As to the requirement for there to be a dominant tenement, the authors go on (at paragraphs 26-005 and 26-006) to observe:

“If X owns Blackacre and grants a right to use a path across Blackacre to the owner for the time being of the neighbouring plot Whiteacre, Blackacre is the servient tenement and Whiteacre the dominant tenement. Had X granted the right to A who owned no land at all, A would have acquired a licence to walk over Blackacre, but A’s right could not exist as an easement, for there would be no dominant tenement. According to the distinction already explained, an easement cannot exist in gross but only as appurtenant to a dominant tenement; indeed, technically, the easement is appurtenant to an estate in the dominant land. The reason for this requirement is said to lie in the policy of the law against encumbering land with burdens of uncertain extent.

On any transfer of the dominant tenement, the easement will pass with the land, so that the occupier for the time being can enjoy it, even if that occupier is a mere tenant.”

17.

As to the requirement that, to exist as an easement, a right must confer a benefit on the dominant tenement, they say (at paragraph 26-008):

“A right cannot exist as an easement unless it confers a benefit on the dominant tenement as such. It is not sufficient that the right should give the owner for the time being some personal advantage; the test is whether the right gives the dominant tenement a benefit or utility as such, thereby making it a better and more convenient property.”

Commenting on rights to use a garden or park, the authors observe (at 26-018) that,

“It used to be said that a right to use a garden or a park merely for recreational purposes, being a mere jus spatiandi, is incapable of being an easement; but this right, which is of value to many houses adjacent to parks and gardens, has since been admitted into the company of easements,…”

The Taxpayers’ arguments

18.

For the Taxpayers, Mr Cannon says that the “relevant land” within section 55(3)(a) included, as the main subject matter of the transaction within section 43(6), the Easement as “any interest or right appurtenant or pertaining to” the chargeable interest in the Flat. This right is not residential in nature so that under section 55(1B) the rates in Table B applied. The reason why Mr Cannon says that the right to use the communal gardens was not residential in nature is that the gardens are used “in common” with the other owners of properties in Onslow Gardens, the right does not subsist solely for the benefit of the Flat. As such, the Easement is non-residential in nature, because to be residential in nature the right must subsist for the benefit only of the dwelling in question and not communally. He says that there is a natural implied limitation in the statutory language that confines section 116(1)(c) to interests or rights that solely benefit a particular dwelling.

• **PROBLEMS AND TASKS**
(1) In the passage on easements, what policy is said to underlie the requirement that there be a dominant tenement?
(2) Summarize the passage on easements in two sentences.
(3) Resume the passage on easements from the point where it stops.
The records that come next were taken from a different source.

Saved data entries
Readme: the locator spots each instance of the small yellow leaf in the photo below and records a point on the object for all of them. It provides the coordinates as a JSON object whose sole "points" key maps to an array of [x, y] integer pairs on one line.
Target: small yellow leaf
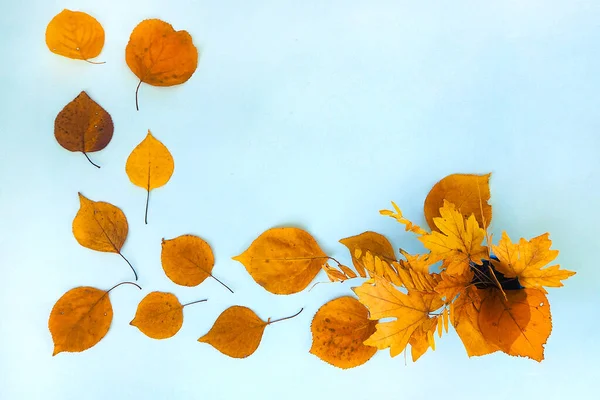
{"points": [[149, 166], [75, 34], [339, 329]]}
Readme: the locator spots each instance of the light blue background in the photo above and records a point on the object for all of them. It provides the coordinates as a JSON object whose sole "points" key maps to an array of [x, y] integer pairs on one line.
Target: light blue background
{"points": [[307, 113]]}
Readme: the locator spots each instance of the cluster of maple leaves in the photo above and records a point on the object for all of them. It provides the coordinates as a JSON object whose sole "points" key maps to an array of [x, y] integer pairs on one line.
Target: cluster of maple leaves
{"points": [[493, 295]]}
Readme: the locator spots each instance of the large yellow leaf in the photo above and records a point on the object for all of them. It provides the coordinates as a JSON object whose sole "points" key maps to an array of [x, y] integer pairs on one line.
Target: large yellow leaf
{"points": [[339, 329], [526, 261], [149, 166], [283, 260], [409, 310], [237, 332], [160, 56], [75, 34], [83, 125], [101, 226], [458, 243], [470, 193], [519, 324]]}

• **RESULTS FOR EACH TASK**
(1) The policy of the law against encumbering land with burdens of uncertain extent.

(2) The quoted authors explain that an easement cannot exist in gross but only as appurtenant to a dominant tenement, and that it must benefit the dominant tenement as such rather than merely give its owner a personal advantage, adding that a right to use a garden or park has been admitted as an easement. For the Taxpayers, Mr Cannon argues that the Easement to use the communal gardens is non-residential in nature because it is enjoyed in common with other owners in Onslow Gardens rather than solely for the Flat, so the Table B rates applied.

(3)
19.

Second, and in the alternative, he says that the Easement is over land that is not residential property, namely the bare land that is the communal gardens. As the gardens are not the gardens or grounds “of” the flat (which Mr Cannon submits means the garden must belong exclusively to or be controlled by the owners of the Flat), they cannot fall within section 116(1)(b) and so any right over the gardens cannot fall within (c). As he succinctly put the point, the acquisition of a dwelling with an easement over non-residential land will take the dwelling outside the definition of residential property. He did not shrink from the conclusions this leads to; for example, he agreed that, if I buy a cottage surrounded by farmland and that cottage has a right of way over the farmland, my acquisition would not be of residential property. In short, he says that the subject matter of the land transaction was the leasehold interest in the Flat (residential) plus the Easement over the bare land at Onslow Gardens (non-residential) and as such the “main subject matter” of the land transaction within section 43(6) FA 2003 was both residential and non-residential property.

HMRC’s arguments

20.

HMRC say that the Flat is the main subject matter of the transaction and the Easement is a right appurtenant to the main subject matter. Accordingly, they say, the Easement over the garden does not change the nature of the property from residential to non-residential. In their view the legislation is not worded in such a way that, to be appurtenant to a dwelling, the interest or right has to subsist exclusively for one dwelling and therefore, many dwellings can benefit from the communal garden and they will all constitute residential property.

21.

HMRC also submit that the Easement to use the communal gardens falls within section 116(1)(c) as an interest in or right over land that subsists for the benefit of a building within paragraph (a) or of land within paragraph (b). In their view, the full property, which includes the communal gardens, is residential.

Discussion

22.

There are some similarities between this case and Nael Khatoun v HMRC, [2021] UK FTT 104 (TC), so we should first consider whether we can learn anything from that decision which is helpful in resolving this case. The facts in that case were, broadly, as follows:

(1)

Mr Khatoun acquired the freehold of 25 Tedworth Square on 15 August 2018 from a Mr Ipkendanz.

(2)

On the same day Mr Khatoun signed a one-page “key fine form” issued by Cadogan Estates Limited and relating to Tedworth Square garden (the “communal garden”), a communal garden situated across the street from the property.

(3)

Then or shortly afterwards, Mr Khatoun received a key to the communal garden.

(4)

On 1 April 2019, Mr Khatoun entered into a deed of agreement (the “deed of agreement”) with Cadogan Holdings Ltd (“Cadogan”), a sister company of Cadogan Estates Ltd, with an attached “code of conduct” and “FAQs” relating to the communal garden (totalling seven pages in all). The tribunal took the view that the deed of agreement was the formalisation of the terms under which Mr Khatoun was given the key, and with it access to the communal garden, some months earlier.

(5)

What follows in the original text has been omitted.